Problem requirements: Below are the records; print them again exactly and omit the pictures.

(Stored data entries)
Segment Open

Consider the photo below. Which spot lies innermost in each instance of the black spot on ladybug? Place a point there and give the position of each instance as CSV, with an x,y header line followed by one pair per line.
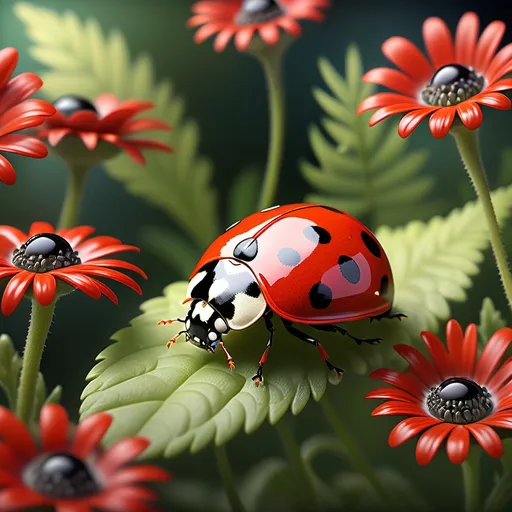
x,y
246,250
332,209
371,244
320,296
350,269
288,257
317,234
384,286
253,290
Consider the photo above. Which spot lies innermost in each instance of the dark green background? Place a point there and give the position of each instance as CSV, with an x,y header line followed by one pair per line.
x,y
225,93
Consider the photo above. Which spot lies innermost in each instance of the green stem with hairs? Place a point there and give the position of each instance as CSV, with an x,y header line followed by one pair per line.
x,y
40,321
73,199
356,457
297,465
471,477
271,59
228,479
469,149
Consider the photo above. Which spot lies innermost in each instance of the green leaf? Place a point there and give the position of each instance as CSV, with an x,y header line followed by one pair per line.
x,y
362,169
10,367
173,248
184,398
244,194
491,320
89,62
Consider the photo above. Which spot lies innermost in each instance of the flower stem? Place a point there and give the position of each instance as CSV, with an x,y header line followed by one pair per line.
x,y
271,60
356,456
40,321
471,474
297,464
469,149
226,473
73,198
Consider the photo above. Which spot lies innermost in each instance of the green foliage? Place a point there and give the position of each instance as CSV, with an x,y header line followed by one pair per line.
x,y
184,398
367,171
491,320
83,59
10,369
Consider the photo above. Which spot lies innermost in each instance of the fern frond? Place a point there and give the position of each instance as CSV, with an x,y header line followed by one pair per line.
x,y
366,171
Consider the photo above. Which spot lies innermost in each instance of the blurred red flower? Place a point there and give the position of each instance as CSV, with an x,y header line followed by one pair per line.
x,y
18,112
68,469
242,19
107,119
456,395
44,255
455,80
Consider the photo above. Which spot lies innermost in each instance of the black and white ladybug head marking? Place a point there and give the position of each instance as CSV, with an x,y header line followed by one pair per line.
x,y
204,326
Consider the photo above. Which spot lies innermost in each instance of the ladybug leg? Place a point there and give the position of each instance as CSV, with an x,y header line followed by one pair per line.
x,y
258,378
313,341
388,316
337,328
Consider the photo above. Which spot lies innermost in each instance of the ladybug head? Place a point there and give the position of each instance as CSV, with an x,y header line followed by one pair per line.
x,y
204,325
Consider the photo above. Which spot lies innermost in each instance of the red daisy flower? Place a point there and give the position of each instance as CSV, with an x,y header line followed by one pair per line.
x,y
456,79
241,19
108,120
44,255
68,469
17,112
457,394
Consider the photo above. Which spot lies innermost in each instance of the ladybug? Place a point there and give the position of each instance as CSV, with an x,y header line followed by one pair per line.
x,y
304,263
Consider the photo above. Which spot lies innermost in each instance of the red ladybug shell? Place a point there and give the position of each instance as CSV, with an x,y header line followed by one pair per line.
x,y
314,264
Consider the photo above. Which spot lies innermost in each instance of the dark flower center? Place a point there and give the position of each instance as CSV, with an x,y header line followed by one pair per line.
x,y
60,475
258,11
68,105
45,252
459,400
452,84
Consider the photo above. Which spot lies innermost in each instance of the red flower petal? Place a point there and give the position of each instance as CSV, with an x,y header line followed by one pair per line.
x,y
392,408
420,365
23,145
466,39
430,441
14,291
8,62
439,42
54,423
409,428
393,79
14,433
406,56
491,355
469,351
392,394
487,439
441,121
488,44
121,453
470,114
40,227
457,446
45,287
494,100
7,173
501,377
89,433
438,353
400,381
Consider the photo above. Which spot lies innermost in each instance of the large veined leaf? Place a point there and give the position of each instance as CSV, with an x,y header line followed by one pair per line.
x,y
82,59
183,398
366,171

Segment Closed

Response area:
Consider the photo below. Which spot lies innermost in each instance of the black spot on ladybug? Place a point there and give the position of each instance as CSV, with an x,y header line followed by one pair per line.
x,y
246,250
332,209
371,244
320,296
350,269
288,257
317,234
384,286
253,290
Consider the photo above. Which spot lies innermost in each instance of the dark green background? Place a point there and give the position of each instance as CSV, with an x,y header line followed by one pair per line.
x,y
225,93
Consider the photo above. Which spot lies innermost in each instance of the green stem with hairs? Place a point there and give the position of each instance as CSV, with an x,y header line followed by one pair per line.
x,y
40,321
73,199
356,457
297,465
471,477
271,59
228,479
469,149
Consider the photo above. Which spot lies innermost in each instance of the green leaf? Place a point there and give the position of each instance as CSV, with an x,y header line followed by one pair per line.
x,y
362,169
10,367
173,248
184,398
244,194
491,320
89,62
Consider the photo above. Which spot lies innermost in each instance of the flower stem? Place a point there and give the position of each instance as CSV, with an x,y header line followed by one pair per line.
x,y
271,60
356,456
40,321
471,474
297,464
469,149
226,473
73,198
Consider the photo above. Which spot lies innermost in each instance of the green foliage? Place a point there and give the position of each instance as CSV, with an x,y header line followed by one pair per line.
x,y
184,398
367,171
491,320
83,59
10,369
Consider the photo above. Which spot lies innermost in each instance of the fern frond? Place a point there and give the position of each instance as CSV, with an x,y header line followed by one pair per line.
x,y
366,171
Consider the photo above. Which spot lies innermost in each instance of the blurred red flower? Place a point there and give the position of each instance as CSV, with an x,y header line followed by one pair per line.
x,y
18,112
68,469
242,19
107,119
456,395
44,255
455,80
Consider the photo above. Which spot lies innermost in each instance of the black and white ladybug head marking? Place a point there and give the position of each instance as CSV, with an x,y header line followed by one pair per line.
x,y
204,326
Consider the photo above. Which spot lies innermost in each instance of the ladybug leg? Place a point there and give the position of each instance as CSV, with an x,y header line followed by one pair per line.
x,y
258,378
313,341
388,316
337,328
Consider the photo above. Which spot lies innermost in each instance of the ladybug head? Place a point there and give the position of each instance as CSV, with an x,y header line followed by one pair per line.
x,y
204,325
Consider the photo above. Which spot lies innermost in each instance of the red daisy flower? Place a point there and give the position of each instance as CSV, with an x,y header line followed by one pair per line.
x,y
456,79
241,19
108,120
44,255
68,469
17,112
457,394
Consider the photo above. Which spot lies innermost in each instance of the ladybug? Place a point there and give the position of each instance as CSV, with an x,y header line followed by one pair per line.
x,y
304,263
Consider the photo above. Which spot lies innermost in each instance of the red ladybug shell? Place a point there and give the position of each instance as CSV, with an x,y header line followed by one pair per line.
x,y
314,264
Consider the photo above. Which spot lies innermost in each instance of the dark flower center? Place a point there and give the position of each instance as CSV, with an x,y header line followed by one pair per line.
x,y
60,475
258,11
68,105
45,252
459,400
452,84
Consider the photo above. Which spot lies innermost in each instance of the red flower petal? Place a point there and give the position of each instance as CSV, with an x,y header line followed by one pair per line.
x,y
392,408
420,365
23,145
466,39
430,441
14,291
8,62
439,42
54,423
409,428
393,79
14,433
406,56
491,355
469,351
392,394
487,439
441,121
488,44
121,453
470,114
40,227
457,446
45,287
494,100
7,173
501,377
89,433
438,353
400,381
Consider the photo above. Which spot lies innermost in each instance of the large veined leaf? Place a point there and give the position of each instance as CSV, with an x,y header line followed by one pair per line.
x,y
82,59
183,398
366,171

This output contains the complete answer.